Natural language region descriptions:
************

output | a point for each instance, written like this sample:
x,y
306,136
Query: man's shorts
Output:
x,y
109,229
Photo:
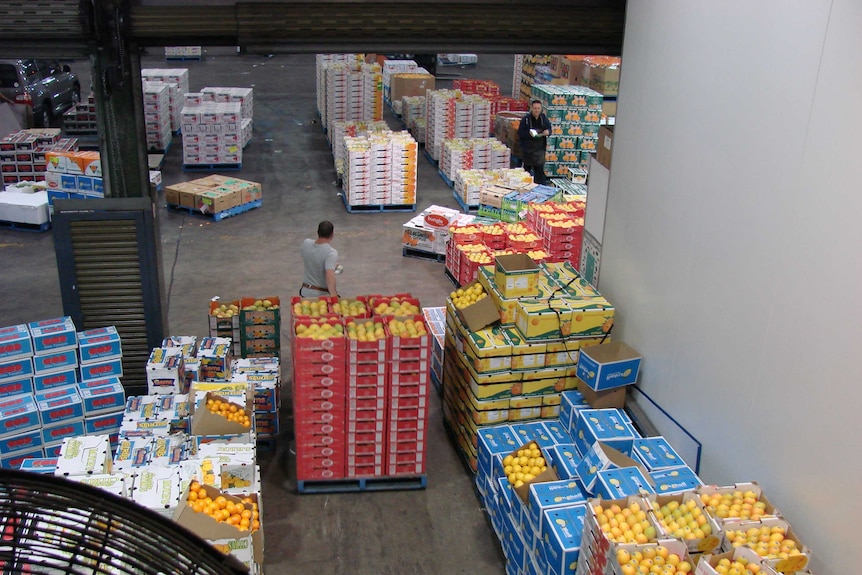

************

WHAT YOU HAVE TO DO: Each of the lines above should be transcribed exactly; no image is to be copied.

EXERCISE ANSWER:
output | a point for each instance, written like this sample:
x,y
306,136
Query: man's shorts
Output:
x,y
109,229
Photo:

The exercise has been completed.